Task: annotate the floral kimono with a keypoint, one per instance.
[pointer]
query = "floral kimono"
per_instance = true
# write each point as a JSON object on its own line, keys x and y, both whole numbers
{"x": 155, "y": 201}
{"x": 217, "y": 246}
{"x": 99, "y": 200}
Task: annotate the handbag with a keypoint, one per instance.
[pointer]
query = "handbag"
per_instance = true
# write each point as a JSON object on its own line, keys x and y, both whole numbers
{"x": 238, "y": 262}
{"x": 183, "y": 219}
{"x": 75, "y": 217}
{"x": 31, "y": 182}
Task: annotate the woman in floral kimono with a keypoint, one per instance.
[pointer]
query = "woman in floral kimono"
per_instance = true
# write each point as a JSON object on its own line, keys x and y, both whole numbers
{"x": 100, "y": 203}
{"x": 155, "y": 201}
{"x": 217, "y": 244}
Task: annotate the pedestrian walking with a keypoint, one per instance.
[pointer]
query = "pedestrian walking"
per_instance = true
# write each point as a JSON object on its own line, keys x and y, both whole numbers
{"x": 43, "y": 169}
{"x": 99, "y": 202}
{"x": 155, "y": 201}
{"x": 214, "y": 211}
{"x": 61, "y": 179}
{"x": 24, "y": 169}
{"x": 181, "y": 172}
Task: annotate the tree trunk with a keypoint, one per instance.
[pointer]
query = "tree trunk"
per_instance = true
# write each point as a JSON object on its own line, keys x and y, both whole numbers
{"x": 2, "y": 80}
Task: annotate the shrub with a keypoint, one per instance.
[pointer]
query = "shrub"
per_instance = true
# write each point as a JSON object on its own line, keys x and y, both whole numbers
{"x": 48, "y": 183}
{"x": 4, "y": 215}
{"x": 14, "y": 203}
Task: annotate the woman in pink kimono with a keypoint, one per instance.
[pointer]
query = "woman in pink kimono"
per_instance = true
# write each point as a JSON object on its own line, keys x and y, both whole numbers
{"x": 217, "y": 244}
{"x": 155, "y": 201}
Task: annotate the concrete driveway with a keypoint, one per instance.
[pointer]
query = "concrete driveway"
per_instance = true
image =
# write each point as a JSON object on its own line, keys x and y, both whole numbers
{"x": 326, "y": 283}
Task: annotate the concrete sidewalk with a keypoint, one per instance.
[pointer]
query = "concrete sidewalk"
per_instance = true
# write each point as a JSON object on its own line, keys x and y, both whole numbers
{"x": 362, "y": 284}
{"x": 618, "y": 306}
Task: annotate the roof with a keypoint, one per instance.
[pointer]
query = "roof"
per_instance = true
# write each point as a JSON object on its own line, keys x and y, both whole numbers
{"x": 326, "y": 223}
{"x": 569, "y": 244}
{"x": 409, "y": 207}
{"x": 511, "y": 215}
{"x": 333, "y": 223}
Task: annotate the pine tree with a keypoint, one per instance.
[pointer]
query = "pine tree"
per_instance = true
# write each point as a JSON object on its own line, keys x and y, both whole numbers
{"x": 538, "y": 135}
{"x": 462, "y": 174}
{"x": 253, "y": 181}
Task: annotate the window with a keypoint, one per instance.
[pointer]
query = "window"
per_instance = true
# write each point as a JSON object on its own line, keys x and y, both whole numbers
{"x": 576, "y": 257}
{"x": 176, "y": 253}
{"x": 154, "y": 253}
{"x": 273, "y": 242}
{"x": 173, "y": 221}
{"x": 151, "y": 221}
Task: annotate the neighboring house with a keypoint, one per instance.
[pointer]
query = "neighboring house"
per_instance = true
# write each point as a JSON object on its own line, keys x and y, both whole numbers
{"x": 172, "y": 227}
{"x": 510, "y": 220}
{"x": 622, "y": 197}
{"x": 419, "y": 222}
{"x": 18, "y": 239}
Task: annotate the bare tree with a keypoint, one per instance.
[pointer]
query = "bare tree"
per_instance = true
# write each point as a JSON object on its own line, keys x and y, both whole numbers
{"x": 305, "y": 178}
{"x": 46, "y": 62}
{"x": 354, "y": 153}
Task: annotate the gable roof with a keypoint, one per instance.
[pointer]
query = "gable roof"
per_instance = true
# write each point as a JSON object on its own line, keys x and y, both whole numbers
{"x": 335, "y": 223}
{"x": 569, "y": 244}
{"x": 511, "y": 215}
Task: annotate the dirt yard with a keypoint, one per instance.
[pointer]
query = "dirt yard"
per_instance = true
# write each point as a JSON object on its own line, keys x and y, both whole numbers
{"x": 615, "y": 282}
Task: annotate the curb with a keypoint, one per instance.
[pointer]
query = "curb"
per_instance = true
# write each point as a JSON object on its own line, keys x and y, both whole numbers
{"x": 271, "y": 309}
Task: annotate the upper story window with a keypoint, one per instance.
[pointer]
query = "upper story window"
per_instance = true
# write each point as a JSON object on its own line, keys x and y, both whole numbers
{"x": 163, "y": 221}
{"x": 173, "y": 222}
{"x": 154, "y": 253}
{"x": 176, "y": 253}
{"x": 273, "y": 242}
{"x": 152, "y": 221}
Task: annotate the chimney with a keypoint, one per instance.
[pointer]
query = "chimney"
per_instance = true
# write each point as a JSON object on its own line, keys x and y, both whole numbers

■ What to do ■
Write out the records above again, keeping each one identical to the original.

■ Response area ■
Task: annotate the floral kimono with a keypoint, one per instance.
[pointer]
query = "floral kimono"
per_instance = true
# write each point as a JSON object on its own line, keys x and y, both whole numbers
{"x": 155, "y": 201}
{"x": 217, "y": 246}
{"x": 99, "y": 200}
Task: annotate the handbag with a keypoint, one per instance.
[pointer]
query = "handbag"
per_instance = true
# write each point as a JSON object on its own line, keys x and y, both whole numbers
{"x": 238, "y": 262}
{"x": 183, "y": 219}
{"x": 75, "y": 217}
{"x": 31, "y": 182}
Task: annotate the woman in floral kimono with a keypoint, one per instance.
[pointer]
query = "woman in floral kimono"
per_instance = true
# write each point as a JSON object on its own line, keys x and y, both whole numbers
{"x": 100, "y": 203}
{"x": 155, "y": 201}
{"x": 217, "y": 244}
Task: annotate the pedestrian walking with a keypoint, one per instance.
[pointer]
query = "pedestrian walking"
per_instance = true
# write each point as a JSON object on its own line, keys x and y, both whole numbers
{"x": 43, "y": 169}
{"x": 99, "y": 202}
{"x": 155, "y": 201}
{"x": 214, "y": 211}
{"x": 61, "y": 179}
{"x": 24, "y": 169}
{"x": 181, "y": 172}
Task: annotate the tree trunk with a keypoint, one per instance.
[pointer]
query = "tree trunk"
per_instance = true
# write each point as a JSON object on its own line, keys x and y, both whole numbers
{"x": 2, "y": 80}
Task: annotate the shrub with a keypoint, one per instance.
[pointer]
query = "shrub"
per_instance = true
# write each point as a JSON object on its own line, keys x and y, both whole numbers
{"x": 48, "y": 183}
{"x": 4, "y": 215}
{"x": 14, "y": 203}
Task: annotate the woman in pink kimono with a keypoint, one per instance.
[pointer]
query = "woman in pink kimono"
per_instance = true
# write each point as a JSON object on its own line, keys x and y, both whole numbers
{"x": 217, "y": 244}
{"x": 155, "y": 201}
Task: annotate the concrete driveway with a keypoint, one per instance.
[pointer]
query = "concrete driveway"
per_instance = true
image =
# write each point as a JSON object on its own line, keys x and y, both whole numbers
{"x": 326, "y": 283}
Task: annotate the concrete sidewalk with a keypoint, one per instance.
[pointer]
query = "concrete sidewalk"
per_instance = true
# write each point as a JSON object on its own line, keys x and y, both whole numbers
{"x": 362, "y": 284}
{"x": 618, "y": 306}
Task: annotate the roof with a keypoint, one per instance.
[pointer]
query = "roof"
per_instance = true
# write each point as a JSON object on its own line, keys x and y, both whole numbers
{"x": 326, "y": 223}
{"x": 569, "y": 244}
{"x": 409, "y": 207}
{"x": 511, "y": 215}
{"x": 333, "y": 223}
Task: annotate the pine tree with a keypoint, one per instance.
[pointer]
query = "pine tree"
per_instance = true
# write each point as a JSON object on its own line, keys x and y, both whole numbers
{"x": 538, "y": 135}
{"x": 462, "y": 174}
{"x": 253, "y": 181}
Task: annotate the window with a keypoint, one per instance.
[pointer]
query = "window"
per_instance = true
# write each point as a JSON object on its own line, keys x and y, both whole numbers
{"x": 576, "y": 257}
{"x": 176, "y": 253}
{"x": 154, "y": 253}
{"x": 273, "y": 242}
{"x": 173, "y": 221}
{"x": 151, "y": 221}
Task: annotate the neighboring house with a keypoint, one per instance.
[pointer]
query = "neighboring house"
per_instance = true
# write each point as a JSON object on its own line, keys x and y, both whole numbers
{"x": 172, "y": 227}
{"x": 510, "y": 220}
{"x": 622, "y": 197}
{"x": 419, "y": 222}
{"x": 18, "y": 239}
Task: annotate the bare tree with a keypoint, one per instance.
[pointer]
query = "bare tree"
per_instance = true
# write each point as a JSON object on its own line, keys x and y, both whole numbers
{"x": 305, "y": 178}
{"x": 46, "y": 62}
{"x": 354, "y": 153}
Task: annotate the gable roof with a keypoint, one per instance.
[pointer]
query = "gable roof"
per_instance = true
# write each point as a JSON object on its own line, keys x and y, both whole numbers
{"x": 335, "y": 223}
{"x": 569, "y": 244}
{"x": 511, "y": 215}
Task: annotate the dirt yard with a keypoint, one per instance.
[pointer]
query = "dirt yard"
per_instance = true
# write each point as a JSON object on its own line, keys x and y, both whole numbers
{"x": 615, "y": 282}
Task: annotate the curb with a keypoint, one per instance.
[pointer]
query = "curb"
per_instance = true
# write each point as a JSON object on its own line, keys x and y, both whole numbers
{"x": 271, "y": 309}
Task: annotate the upper story window with a keypoint, one per instance.
[pointer]
query = "upper story window"
per_instance = true
# write each point as a JSON object on its own line, keys x and y, both whole numbers
{"x": 163, "y": 221}
{"x": 173, "y": 222}
{"x": 154, "y": 253}
{"x": 176, "y": 253}
{"x": 273, "y": 242}
{"x": 152, "y": 221}
Task: annotate the chimney with a keypoint, one per instance.
[pointer]
query = "chimney"
per_instance = true
# write each point as a JSON object on its own line, keys x and y, both whole numbers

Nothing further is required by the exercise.